# Extract to read
● ● ● ● ●

问题
Given some arbitrary dictionary
mydict = {
'first': {
'second': {
'third': {
'fourth': 'the end'
}
}
}
}
I've written a small routine to flatten it in the process of writing an answer to another question.
def recursive_flatten(mydict):
d = {}
for k, v in mydict.items():
if isinstance(v, dict):
for k2, v2 in recursive_flatten(v).items():
d[k + '.' + k2] = v2
else:
d[k] = v
return d
It works, giving me what I want:
new_dict = recursive_flatten(mydict)
print(new_dict)
{'first.second.third.fourth': 'the end'}
And should work for just about any arbitrarily structured dictionary. Unfortunately, it does not:
mydict['new_key'] = mydict
Now recursive_flatten(mydict)

● ● ● ● ●

# Direction
In the post on flattening a nested dictionary, translate this sentence into Spanish: "I've written a small routine to flatten it in the process of writing an answer to another question." The records are separate material with no connection to the post above.

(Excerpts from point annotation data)
● ● ● ● ●

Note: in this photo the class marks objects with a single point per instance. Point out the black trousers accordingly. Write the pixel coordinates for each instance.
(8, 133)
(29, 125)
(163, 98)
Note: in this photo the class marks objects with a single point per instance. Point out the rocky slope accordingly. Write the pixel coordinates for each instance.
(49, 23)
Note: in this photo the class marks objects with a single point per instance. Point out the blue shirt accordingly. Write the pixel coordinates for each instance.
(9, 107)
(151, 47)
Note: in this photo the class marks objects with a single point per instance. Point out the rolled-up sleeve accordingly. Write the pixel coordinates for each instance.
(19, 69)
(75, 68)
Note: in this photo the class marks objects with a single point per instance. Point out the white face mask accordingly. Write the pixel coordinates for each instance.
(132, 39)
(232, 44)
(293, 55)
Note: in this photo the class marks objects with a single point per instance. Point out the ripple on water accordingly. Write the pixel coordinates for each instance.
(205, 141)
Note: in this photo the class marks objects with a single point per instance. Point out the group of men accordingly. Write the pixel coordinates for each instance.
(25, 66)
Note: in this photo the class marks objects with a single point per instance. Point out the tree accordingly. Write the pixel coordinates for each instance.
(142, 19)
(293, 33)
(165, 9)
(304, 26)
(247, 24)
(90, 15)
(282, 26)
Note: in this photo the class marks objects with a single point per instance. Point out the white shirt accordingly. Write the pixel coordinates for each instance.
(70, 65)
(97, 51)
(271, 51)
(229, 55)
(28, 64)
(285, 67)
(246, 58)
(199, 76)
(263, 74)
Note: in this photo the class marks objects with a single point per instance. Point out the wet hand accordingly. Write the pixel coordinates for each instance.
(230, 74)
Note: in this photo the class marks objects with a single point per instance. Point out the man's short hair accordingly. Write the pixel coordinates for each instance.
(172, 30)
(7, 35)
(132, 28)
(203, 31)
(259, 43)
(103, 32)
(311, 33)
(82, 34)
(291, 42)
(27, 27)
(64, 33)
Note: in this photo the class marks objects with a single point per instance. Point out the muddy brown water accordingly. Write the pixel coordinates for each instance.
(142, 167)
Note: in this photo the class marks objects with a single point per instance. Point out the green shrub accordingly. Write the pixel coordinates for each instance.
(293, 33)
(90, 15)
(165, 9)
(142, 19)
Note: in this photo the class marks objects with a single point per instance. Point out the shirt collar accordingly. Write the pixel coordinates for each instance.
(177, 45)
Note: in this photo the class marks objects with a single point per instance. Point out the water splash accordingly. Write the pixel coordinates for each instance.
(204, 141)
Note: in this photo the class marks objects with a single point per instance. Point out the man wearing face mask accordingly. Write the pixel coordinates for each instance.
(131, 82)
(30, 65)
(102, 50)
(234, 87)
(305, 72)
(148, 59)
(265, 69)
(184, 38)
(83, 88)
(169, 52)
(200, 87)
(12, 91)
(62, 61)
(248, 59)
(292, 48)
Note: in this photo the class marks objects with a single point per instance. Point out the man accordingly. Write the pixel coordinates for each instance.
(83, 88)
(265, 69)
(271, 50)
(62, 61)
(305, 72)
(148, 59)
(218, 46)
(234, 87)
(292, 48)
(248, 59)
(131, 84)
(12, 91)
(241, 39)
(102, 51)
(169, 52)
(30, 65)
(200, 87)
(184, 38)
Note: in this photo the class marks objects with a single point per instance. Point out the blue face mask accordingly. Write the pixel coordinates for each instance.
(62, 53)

● ● ● ● ●

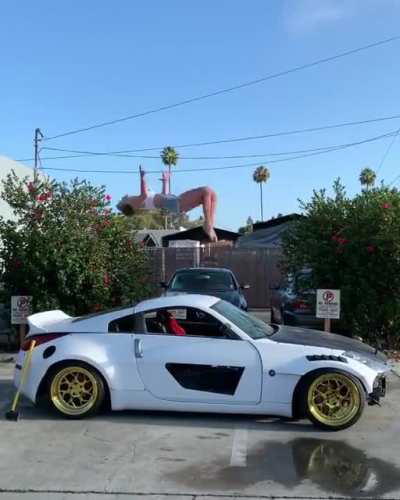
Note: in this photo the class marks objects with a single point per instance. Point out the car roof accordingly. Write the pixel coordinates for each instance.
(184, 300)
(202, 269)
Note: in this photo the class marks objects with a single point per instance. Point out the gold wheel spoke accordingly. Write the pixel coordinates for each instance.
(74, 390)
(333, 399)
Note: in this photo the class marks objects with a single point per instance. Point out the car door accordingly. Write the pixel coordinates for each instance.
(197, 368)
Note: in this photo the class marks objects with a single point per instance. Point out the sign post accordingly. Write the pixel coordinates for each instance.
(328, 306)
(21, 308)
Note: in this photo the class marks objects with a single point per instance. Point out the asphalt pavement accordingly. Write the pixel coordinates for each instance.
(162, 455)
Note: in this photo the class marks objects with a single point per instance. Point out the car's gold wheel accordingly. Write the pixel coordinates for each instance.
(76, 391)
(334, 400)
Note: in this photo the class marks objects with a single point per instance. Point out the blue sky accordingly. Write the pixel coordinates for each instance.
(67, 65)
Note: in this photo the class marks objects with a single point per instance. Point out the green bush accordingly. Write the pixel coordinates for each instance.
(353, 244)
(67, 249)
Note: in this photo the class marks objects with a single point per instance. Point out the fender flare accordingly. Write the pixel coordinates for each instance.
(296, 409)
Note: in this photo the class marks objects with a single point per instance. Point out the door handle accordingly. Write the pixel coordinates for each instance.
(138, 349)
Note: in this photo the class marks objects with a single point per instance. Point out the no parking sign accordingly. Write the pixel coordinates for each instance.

● ● ● ● ●

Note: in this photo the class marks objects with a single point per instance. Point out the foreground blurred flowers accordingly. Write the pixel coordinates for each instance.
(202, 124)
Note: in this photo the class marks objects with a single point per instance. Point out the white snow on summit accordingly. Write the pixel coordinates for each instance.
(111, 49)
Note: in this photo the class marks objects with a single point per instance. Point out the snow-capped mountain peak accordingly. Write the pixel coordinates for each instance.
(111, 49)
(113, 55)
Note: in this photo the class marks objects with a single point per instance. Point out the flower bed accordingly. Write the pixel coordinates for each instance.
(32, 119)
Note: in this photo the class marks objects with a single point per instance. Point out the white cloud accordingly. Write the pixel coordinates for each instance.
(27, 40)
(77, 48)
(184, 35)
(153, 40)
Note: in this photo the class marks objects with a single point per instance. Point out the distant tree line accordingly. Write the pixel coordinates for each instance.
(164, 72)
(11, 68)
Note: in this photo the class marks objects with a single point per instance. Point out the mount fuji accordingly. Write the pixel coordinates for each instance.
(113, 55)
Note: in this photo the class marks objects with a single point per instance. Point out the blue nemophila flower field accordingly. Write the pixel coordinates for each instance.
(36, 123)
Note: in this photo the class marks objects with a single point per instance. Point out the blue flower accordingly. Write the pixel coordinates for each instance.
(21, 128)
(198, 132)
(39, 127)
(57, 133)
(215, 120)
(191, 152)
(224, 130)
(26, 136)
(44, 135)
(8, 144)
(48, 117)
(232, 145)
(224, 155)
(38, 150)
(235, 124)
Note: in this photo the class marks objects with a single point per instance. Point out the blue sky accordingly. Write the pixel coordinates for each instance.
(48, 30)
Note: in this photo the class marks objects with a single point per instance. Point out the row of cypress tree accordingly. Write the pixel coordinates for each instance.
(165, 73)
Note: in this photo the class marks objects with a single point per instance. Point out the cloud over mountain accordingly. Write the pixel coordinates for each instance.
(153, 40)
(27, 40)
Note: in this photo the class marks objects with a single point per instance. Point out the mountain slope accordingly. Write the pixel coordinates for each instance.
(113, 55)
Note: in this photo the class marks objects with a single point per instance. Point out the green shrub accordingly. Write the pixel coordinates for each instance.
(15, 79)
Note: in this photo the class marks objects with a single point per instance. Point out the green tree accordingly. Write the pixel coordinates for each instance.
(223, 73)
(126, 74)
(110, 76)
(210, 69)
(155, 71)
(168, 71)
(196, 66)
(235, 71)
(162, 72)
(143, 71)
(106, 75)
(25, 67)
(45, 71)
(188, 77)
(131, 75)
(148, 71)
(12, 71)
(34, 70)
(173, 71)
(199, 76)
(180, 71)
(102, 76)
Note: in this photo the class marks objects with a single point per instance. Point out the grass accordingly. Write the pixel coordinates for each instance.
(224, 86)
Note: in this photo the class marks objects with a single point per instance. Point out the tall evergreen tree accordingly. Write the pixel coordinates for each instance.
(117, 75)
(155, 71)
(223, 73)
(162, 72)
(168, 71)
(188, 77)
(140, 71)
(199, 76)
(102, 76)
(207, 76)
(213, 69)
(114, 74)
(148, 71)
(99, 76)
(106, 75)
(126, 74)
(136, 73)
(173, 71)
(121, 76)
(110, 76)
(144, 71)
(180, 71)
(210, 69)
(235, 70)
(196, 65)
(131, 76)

● ● ● ● ●

# The answer
He escrito una pequeña rutina para aplanarlo mientras escribía una respuesta a otra pregunta.